:: SELECTED PASSAGE

Once developers tune performance within a node, it’s time to scale performance out across a cluster, whether it’s homogeneous or heterogeneous. What should libraries look like to best support that? What kinds of underlying plumbing is needed? We invite you to engage with us in exploring the requirements and implementation issues with your applications.


DK Panda

MVAPICH2 and MVAPICH2-MIC (Tuesday)

We will present the latest status (features and performance results) of MVAPICH2 and MVAPICH2-MIC libraries.

Supporting PGAS Programming Models (OpenSHMEM and UPC) on MIC (Wednesday)
We will present the challenges in supporting emerging PGAS programming models (OpenSHMEM and UPC) on MIC.


Eric Stotzer

OpenMP 4.0 Acceleration
Hardware and software advances in GPU, MIC, ARM and FPGA technologies have accelerated the need for a common many-threaded model for these accelerators. The OpenMP Language Committee has also accelerated its pace and is finalizing features for the 4.1 release that will provide a common threading model for many-core technologies.

Insights into some of the design decisions that went into the OpenMP accelerator model will be presented. Also, a preview of the OpenMP accelerator sub-committee's future releases for the OpenMP specification will be outlined and discussed.


James Reinders

Tools, Standards and Books, oh my! Compilers, Libraries and VTune, oh my!
Intel supports the Intel Xeon Phi Coprocessor development community with more tools, standards and books. James will talk about supporting Xeon Phi development with Intel's latest book projects (you can contribute!), standards additions and direction, compiler innovations and the case for explicit vectorization.


Jeff Hammond

NWChem: The Next Generation
NWChem was designed to be the computational chemistry package of the future, confronting the challenges of massive parallel distributed systems coincident with their appearance. Its parallel programming technology - Global Arrays - predates MPI 1.0, yet has impacted the development of both PGAS languages and the MPI standard to the present day, in particular, MPI-3. This talk considers the ongoing innovation of NWChem towards post-petascale, massively many-core supercomputing systems, especially Intel MIC systems. The essential role of portable HPC standards such as OpenMP 4 and MPI-3 is defended with bona fide scientific results.


Jim Phillips

NAMD and Charm++ on Xeon Phi
The parallel molecular dynamics code NAMD has been adapted to use the Xeon Phi co-processors on the TACC Stampede cluster. This was done with great assistance from Intel engineer David Kunzman, and is based on a clone of the offload infrastructure developed in NAMD for CUDA acceleration. This talk will present performance results and current challenges, as well as plans for NAMD on next-generation self-hosting Knights Landing processors.


Martin Berzins

Large Scale Engineering Simulations on MultiCore and Heterogeneous Architectures Using the Unitah Framework
The Uintah software framework is being used to compute solutions to a number of large scale applications by making use of an asynchronous task-based approach. Such simulations may be run on all of machines such as Mira and Blue Waters. The challenge of the next generation of large scale parallel machines requires the ability to adapt quickly to new heterogeneous architecture. The approach adopted here has three components one is a runtime system that can change the scheduling of tasks, the second is the use of domain specific languages to help in the development of new applications while the third is the possibility of transforming existing legacy code by using approaches such as Kokkos. We will survey developments in these areas and consider their advantages and disadvantages.

::::
:: DATA RECORDS

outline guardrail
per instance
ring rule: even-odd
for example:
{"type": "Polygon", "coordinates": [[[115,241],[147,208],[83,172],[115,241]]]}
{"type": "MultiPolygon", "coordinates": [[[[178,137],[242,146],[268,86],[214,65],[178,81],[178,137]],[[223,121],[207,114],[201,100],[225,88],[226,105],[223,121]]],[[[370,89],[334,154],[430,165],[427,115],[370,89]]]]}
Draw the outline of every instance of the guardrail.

::::

#### DIRECTIONS
Write what comes next in the talk descriptions on parallel computing and the Xeon Phi, picking up right after their final sentence.

#### TASK ANSWER
Ravi Murty

MPSS: Current Enhancements, Plans and KNL
This presentation will talk about the functional, performance and other enhancements being made in MPSS, the SW stack for the Intel Xeon Phi coprocessor. We also highlight some interesting investigations being conduction on the Linux kernel for KNC that will help in the future KNL processor. Finally we will look at what is planned for KNL in terms of HW and SW.


Srinath Vadlamani

Efforts of Xeon Phi use for CESM

We will present our experiences in porting CESM to Stampede's Xeon Phis. Besides the algorithm and code mapping, build system considerations and method of correctness verification will be covered. We will also present current performance relative to Xeon for specific CESM configurations and strategies for performance engineering.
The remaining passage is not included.